--- PROVIDED DATA Enclosed Below ---
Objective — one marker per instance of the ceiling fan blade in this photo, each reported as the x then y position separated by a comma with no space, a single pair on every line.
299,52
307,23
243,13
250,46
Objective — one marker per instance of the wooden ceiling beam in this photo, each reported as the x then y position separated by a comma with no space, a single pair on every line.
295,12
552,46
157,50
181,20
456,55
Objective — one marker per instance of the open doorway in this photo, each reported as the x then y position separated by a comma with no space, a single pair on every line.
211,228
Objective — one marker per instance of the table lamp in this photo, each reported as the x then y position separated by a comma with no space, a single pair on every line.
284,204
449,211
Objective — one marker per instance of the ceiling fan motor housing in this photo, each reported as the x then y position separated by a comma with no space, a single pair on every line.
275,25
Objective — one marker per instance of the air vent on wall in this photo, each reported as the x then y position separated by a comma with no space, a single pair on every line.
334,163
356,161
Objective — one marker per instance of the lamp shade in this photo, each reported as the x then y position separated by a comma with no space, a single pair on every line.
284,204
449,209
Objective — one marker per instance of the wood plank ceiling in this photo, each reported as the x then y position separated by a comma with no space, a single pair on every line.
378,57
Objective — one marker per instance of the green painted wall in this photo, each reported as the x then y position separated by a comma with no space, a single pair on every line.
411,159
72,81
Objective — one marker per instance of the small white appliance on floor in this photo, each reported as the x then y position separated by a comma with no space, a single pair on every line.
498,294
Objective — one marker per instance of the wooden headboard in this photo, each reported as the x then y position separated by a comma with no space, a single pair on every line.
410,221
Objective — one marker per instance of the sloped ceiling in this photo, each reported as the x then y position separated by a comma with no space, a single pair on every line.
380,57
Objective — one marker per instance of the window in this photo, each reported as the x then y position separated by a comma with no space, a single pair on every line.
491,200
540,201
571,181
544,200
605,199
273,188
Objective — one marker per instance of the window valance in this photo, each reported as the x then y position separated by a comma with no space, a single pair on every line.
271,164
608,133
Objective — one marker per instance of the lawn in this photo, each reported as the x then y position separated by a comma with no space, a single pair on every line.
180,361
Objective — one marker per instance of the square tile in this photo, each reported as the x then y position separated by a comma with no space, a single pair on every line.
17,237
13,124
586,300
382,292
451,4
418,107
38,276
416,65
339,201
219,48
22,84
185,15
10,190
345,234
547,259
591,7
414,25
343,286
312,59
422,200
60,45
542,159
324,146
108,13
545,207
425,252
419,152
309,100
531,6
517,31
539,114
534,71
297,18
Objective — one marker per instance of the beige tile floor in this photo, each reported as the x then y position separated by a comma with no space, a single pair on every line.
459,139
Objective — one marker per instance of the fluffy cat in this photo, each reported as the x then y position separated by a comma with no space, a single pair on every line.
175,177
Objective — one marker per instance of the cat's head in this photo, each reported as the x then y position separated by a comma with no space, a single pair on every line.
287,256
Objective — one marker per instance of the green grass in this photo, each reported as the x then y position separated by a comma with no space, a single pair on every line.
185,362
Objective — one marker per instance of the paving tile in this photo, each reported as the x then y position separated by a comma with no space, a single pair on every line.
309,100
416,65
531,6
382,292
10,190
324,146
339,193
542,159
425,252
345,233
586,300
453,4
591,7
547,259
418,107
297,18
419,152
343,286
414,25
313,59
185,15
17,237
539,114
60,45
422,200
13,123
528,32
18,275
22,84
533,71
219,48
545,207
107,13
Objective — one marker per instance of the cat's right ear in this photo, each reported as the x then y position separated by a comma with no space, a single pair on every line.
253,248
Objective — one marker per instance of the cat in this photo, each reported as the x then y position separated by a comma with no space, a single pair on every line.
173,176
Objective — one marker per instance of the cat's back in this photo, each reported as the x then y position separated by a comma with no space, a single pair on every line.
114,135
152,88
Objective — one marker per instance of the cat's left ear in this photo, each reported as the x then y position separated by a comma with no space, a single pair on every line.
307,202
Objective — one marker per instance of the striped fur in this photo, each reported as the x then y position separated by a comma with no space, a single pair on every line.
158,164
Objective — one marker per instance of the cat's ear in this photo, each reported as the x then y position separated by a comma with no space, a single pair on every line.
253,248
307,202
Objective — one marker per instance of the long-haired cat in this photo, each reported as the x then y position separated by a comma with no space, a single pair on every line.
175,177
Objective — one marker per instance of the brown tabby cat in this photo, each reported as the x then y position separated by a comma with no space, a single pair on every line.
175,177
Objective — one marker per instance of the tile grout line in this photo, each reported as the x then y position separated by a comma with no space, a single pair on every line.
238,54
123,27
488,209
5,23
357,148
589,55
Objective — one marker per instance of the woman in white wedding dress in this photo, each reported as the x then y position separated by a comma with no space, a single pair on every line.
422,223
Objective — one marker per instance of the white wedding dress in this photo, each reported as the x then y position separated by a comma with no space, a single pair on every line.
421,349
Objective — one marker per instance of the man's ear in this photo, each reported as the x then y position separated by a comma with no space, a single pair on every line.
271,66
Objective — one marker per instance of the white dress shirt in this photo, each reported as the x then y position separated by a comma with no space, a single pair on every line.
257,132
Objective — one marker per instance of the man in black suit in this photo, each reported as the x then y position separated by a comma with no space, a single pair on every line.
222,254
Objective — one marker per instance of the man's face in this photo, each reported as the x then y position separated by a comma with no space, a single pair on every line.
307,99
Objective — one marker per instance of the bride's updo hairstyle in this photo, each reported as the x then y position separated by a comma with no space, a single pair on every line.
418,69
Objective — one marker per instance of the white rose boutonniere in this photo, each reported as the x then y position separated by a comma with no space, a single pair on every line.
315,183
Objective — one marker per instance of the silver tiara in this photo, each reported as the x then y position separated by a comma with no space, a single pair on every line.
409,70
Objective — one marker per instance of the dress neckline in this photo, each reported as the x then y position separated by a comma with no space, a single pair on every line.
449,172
--- End of Enclosed PROVIDED DATA ---
> WORK INSTRUCTION: Reprint the whole listing above exactly.

> SOLUTION FOR THIS EXERCISE:
Objective — one marker per instance of the ceiling fan blade in this photo, each reported as the x then y position separated by a comma with no space, a single pair on every line.
299,52
307,23
243,13
250,46
Objective — one marker per instance of the wooden ceiling beam in this photo, each reported as the x then y position separated by a comma with no space, a single pair on every line.
295,12
552,46
157,50
181,20
456,55
Objective — one marker per instance of the open doorway in this photo, each reported as the x then y position separated by a comma with no space, a single pair on every line.
211,228
Objective — one marker per instance of the table lamp in this photo, each reported as the x then y position separated by a comma with no space, a single pair on every line.
284,204
449,211
Objective — one marker per instance of the ceiling fan motor housing in this photo, each reported as the x then y position separated by a comma with no space, a single pair on every line.
275,25
Objective — one marker per instance of the air vent on wall in this photo, each reported as the x then y position separated by a comma with no space, a single pair on every line.
334,163
356,161
Objective — one marker per instance of the lamp shade in this photo, each reported as the x then y position separated by a comma with no space, a single pair on every line.
284,204
449,209
Objective — one marker per instance of the wood plank ceiling in this photo, each reported as the x then y position separated by a comma with no space, a single pair on every line.
378,57
Objective — one marker per instance of the green painted wall in this photo, each reported as the x then y position separated by a comma with no space, a single pair on every line.
411,159
72,81
Objective — one marker per instance of the small white appliance on floor in this photo, each reported as the x then y position separated by a comma with no space, a single pair on every line.
498,294
Objective — one marker per instance of the wooden headboard in this photo, each reported as the x then y position separated by a comma with no space, a single pair on every line.
410,221
Objective — one marker per instance of the sloped ceiling in this photo, each reported as the x then y position separated by a comma with no space, a single pair on every line.
380,57
Objective — one marker per instance of the window in this photo, each reported as the x then y position separated by a comma with no space, a single pair on every line.
491,200
540,201
571,181
544,200
605,199
273,188
Objective — one marker per instance of the window valance in this photo, each reported as the x then y position separated by a comma with no space, a single pair on every line.
271,164
608,133
Objective — one marker per instance of the lawn in this photo, each reported as the x then y position separated by a comma with no space, a single pair on every line.
180,361
Objective — one marker per instance of the square tile in this photo, each reported as the x then y position separated by a comma with no space, a single pair on every line.
17,237
13,124
586,300
382,292
451,4
418,107
38,276
416,65
339,201
219,48
22,84
185,15
10,190
345,234
547,259
591,7
414,25
343,286
312,59
422,200
60,45
542,159
324,146
108,13
545,207
425,252
419,152
309,100
531,6
517,31
539,114
534,71
297,18
Objective — one marker per instance of the beige tile floor in this photo, each reported as the x then y position separated by a comma with no space, a single pair on every line.
459,139
Objective — one marker per instance of the fluffy cat in this photo, each reported as the x then y position separated by a comma with no space, a single pair on every line.
175,177
Objective — one marker per instance of the cat's head in this photo, each reported as the x then y position separated by a comma with no space, a single pair on every line.
287,256
Objective — one marker per instance of the green grass in this photo, each reported as the x then y position separated by a comma with no space, a single pair on every line.
185,362
Objective — one marker per instance of the paving tile in this photo, each reported as the x then y position separated by a comma with no space, a single pair on every line.
309,100
416,65
531,6
382,292
10,190
324,146
339,193
542,159
425,252
345,233
586,300
453,4
591,7
547,259
418,107
297,18
419,152
343,286
414,25
313,59
185,15
17,237
539,114
60,45
422,200
13,123
528,32
18,275
22,84
533,71
219,48
545,207
107,13
Objective — one marker per instance of the cat's right ear in this photo, each reported as the x then y position separated by a comma with no space, a single pair on every line.
253,248
Objective — one marker per instance of the cat in this photo, each reported as the x then y position separated by a comma with no space, a single pair on every line.
173,176
Objective — one marker per instance of the cat's back in this photo, each reported as the x then y position separated by a comma with no space, a single pair on every line.
114,135
152,88
Objective — one marker per instance of the cat's left ear in this photo, each reported as the x then y position separated by a comma with no space, a single pair on every line.
307,202
Objective — one marker per instance of the striped fur in this photo, each reported as the x then y position separated by a comma with no space, a single pair on every line.
158,164
Objective — one marker per instance of the cat's ear in this photo, each reported as the x then y position separated by a comma with no space, a single pair on every line.
253,248
307,202
Objective — one marker per instance of the long-haired cat in this photo, each reported as the x then y position separated by a comma with no space, a single pair on every line.
175,177
Objective — one marker per instance of the brown tabby cat in this photo, each reported as the x then y position separated by a comma with no space, a single pair on every line.
175,177
Objective — one marker per instance of the tile grout line in this photo, each reported as the x then y position separated by a comma with no space, a single pair on every line.
238,54
123,27
488,209
5,23
357,148
589,55
Objective — one marker per instance of the woman in white wedding dress in this photo, each reported as the x then y position separated by a comma with no space, a single pair on every line.
422,223
Objective — one marker per instance of the white wedding dress in this photo, each reported as the x then y position separated by a comma with no space, a single pair on every line.
421,349
Objective — one marker per instance of the man's ear in this photo, each reported as the x then y position separated by a comma with no space, a single pair on every line.
271,66
Objective — one marker per instance of the white dress shirt in this photo, each reported as the x then y position separated by a comma with no space, a single pair on every line.
257,132
Objective — one marker per instance of the man in black suit in this photo, each reported as the x then y position separated by a comma with no space, a single pair on every line.
222,254
Objective — one marker per instance of the man's face in this photo, each reported as the x then y position separated by a comma with no space, a single pair on every line.
307,99
Objective — one marker per instance of the bride's updo hairstyle in this photo, each reported as the x then y position separated by a comma with no space, a single pair on every line.
418,69
Objective — one marker per instance of the white rose boutonniere in this photo, each reported as the x then y position separated by a comma with no space, a single pair on every line.
315,183
Objective — one marker per instance of the silver tiara in this photo, each reported as the x then y position separated by a comma with no space, a single pair on every line.
409,70
Objective — one marker per instance of the dress neckline in this photo, each reported as the x then y position separated by a comma with no space, a single pair on every line.
449,172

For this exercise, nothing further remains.